=== Section Start ===
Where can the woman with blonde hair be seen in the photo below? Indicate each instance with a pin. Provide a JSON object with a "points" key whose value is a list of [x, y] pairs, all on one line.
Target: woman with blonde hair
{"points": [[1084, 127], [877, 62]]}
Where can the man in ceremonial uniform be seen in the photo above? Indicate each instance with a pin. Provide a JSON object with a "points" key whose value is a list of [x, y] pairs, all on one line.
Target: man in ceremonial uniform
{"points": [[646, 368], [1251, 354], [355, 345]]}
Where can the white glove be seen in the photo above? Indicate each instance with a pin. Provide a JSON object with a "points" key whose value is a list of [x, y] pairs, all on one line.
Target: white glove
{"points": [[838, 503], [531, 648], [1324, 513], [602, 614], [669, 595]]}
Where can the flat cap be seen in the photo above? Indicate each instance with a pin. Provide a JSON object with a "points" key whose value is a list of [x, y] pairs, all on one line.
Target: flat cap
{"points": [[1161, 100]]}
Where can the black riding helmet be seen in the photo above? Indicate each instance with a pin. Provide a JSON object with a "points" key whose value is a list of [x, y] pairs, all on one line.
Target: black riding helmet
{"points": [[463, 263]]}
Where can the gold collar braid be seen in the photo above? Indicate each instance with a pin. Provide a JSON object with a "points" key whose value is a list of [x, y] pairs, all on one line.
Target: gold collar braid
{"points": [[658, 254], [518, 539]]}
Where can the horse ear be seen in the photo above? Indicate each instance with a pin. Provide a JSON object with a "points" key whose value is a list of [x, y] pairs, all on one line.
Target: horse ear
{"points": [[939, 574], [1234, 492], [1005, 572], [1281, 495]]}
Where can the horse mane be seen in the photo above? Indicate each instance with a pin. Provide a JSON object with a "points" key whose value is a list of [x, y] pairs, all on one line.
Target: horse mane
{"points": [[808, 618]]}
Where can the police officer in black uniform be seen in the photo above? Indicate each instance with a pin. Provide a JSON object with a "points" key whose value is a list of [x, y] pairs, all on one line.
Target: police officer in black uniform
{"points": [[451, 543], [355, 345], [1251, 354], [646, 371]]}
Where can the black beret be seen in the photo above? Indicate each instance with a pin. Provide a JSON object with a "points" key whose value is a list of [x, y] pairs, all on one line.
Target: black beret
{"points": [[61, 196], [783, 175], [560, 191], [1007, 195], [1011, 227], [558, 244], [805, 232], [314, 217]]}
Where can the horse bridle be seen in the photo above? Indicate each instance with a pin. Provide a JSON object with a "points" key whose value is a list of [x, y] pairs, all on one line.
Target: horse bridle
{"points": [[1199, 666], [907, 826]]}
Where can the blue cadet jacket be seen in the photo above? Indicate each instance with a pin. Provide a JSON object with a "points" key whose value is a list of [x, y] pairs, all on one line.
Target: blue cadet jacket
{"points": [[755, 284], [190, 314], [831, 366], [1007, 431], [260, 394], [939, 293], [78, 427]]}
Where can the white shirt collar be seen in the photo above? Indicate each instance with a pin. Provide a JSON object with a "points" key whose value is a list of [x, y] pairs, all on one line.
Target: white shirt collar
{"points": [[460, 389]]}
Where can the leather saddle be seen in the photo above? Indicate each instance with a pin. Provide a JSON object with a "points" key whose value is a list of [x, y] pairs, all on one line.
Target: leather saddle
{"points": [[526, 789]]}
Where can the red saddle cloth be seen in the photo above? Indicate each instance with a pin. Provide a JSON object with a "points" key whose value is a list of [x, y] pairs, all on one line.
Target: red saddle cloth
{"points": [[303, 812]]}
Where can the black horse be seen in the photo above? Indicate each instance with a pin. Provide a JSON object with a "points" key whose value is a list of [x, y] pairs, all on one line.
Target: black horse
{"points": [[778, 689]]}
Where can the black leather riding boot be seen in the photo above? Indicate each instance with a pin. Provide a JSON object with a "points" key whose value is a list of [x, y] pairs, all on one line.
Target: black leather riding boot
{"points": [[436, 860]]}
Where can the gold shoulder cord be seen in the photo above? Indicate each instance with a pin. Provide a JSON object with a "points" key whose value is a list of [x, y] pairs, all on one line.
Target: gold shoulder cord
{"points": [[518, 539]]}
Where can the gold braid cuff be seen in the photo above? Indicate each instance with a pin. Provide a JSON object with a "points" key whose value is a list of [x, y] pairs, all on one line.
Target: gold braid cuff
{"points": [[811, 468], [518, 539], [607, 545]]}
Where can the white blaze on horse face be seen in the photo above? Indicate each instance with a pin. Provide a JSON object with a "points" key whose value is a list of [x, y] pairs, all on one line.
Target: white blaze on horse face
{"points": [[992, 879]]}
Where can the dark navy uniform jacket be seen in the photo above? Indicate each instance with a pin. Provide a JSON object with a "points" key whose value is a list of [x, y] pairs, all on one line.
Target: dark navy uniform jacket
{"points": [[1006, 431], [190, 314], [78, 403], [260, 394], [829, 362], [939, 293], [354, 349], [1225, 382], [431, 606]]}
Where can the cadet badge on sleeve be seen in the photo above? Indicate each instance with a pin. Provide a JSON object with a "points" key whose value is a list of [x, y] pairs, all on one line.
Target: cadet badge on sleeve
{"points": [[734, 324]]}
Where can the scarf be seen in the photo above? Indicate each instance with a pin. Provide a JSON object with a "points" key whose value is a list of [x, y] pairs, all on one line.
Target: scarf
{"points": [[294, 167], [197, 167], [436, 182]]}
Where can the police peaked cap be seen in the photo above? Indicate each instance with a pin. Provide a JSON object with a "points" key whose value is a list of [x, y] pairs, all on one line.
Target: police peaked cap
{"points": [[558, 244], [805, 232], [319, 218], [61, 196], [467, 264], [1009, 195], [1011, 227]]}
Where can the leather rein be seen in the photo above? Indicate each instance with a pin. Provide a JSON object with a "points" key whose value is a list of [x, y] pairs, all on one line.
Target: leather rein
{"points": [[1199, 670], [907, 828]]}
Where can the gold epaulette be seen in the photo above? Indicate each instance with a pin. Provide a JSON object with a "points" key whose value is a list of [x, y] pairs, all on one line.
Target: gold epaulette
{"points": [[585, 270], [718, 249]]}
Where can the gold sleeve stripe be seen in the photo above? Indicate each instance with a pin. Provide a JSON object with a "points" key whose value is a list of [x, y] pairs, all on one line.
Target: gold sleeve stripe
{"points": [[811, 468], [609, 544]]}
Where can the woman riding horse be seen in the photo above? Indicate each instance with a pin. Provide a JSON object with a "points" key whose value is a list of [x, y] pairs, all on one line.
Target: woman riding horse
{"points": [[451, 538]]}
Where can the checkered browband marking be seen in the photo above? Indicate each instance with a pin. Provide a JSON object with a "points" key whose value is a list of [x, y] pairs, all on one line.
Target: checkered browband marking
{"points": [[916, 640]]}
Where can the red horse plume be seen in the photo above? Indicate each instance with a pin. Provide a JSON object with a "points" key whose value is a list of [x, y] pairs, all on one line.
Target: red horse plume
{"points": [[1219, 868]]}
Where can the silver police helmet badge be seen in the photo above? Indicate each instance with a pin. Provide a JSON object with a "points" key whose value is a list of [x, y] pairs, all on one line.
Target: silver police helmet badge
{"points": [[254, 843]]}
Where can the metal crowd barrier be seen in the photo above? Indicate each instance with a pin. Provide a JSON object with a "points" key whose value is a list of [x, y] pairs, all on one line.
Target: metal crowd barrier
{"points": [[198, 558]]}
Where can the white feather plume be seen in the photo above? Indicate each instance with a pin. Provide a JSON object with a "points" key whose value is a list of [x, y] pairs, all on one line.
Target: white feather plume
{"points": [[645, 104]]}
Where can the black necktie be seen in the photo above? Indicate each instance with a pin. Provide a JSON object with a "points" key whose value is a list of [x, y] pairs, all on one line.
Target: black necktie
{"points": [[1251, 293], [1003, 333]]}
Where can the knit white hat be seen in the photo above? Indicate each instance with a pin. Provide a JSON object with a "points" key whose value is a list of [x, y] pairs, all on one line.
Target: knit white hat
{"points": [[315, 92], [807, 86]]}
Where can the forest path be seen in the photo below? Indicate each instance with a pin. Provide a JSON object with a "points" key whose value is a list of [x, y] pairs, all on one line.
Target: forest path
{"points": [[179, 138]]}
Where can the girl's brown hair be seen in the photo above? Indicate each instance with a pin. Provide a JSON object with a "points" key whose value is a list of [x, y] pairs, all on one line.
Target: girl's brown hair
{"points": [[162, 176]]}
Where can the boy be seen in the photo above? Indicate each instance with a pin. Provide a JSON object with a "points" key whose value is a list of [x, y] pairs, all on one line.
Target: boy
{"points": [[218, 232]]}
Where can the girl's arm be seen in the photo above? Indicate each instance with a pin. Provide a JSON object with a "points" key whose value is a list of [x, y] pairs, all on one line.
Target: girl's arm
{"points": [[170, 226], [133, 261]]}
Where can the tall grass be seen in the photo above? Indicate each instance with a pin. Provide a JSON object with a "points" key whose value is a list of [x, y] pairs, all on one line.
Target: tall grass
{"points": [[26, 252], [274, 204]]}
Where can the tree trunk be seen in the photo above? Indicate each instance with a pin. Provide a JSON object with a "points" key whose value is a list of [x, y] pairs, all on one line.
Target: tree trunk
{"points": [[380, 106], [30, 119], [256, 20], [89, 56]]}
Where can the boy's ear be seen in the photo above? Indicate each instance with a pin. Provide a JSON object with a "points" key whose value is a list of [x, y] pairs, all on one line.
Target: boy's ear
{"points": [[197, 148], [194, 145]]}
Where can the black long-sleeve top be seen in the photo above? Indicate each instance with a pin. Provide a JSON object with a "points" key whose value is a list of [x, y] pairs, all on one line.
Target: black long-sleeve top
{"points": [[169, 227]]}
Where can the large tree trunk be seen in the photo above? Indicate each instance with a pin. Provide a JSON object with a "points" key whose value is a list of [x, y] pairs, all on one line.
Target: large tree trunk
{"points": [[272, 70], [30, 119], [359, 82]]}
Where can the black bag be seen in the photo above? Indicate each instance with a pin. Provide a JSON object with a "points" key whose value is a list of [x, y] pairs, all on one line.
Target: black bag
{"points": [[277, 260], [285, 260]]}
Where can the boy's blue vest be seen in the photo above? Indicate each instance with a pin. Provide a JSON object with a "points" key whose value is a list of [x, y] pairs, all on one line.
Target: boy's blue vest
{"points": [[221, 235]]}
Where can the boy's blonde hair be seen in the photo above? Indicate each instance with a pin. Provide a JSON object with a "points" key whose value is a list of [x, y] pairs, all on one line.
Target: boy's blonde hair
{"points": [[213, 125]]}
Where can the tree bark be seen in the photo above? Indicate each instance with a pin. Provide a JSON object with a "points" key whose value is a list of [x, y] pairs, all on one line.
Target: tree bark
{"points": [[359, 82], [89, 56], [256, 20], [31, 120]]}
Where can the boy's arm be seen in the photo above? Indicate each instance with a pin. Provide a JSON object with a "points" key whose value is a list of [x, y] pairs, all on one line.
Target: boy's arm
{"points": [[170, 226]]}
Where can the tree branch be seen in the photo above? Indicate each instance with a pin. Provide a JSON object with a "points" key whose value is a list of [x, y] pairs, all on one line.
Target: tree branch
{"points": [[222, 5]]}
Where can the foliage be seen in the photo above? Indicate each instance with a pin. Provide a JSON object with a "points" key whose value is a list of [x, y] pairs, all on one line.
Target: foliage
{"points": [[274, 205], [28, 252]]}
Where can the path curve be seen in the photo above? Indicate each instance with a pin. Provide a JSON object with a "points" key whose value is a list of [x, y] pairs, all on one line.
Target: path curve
=== Section End ===
__Activity__: Return every line from the records above that holds the word "curve".

__Solution for this problem__:
Where can the path curve be seen in the photo above? Indicate each instance with a pin. Provide a JSON object with a "points" key whose value is a list of [x, y] pairs, all on one line.
Target: path curve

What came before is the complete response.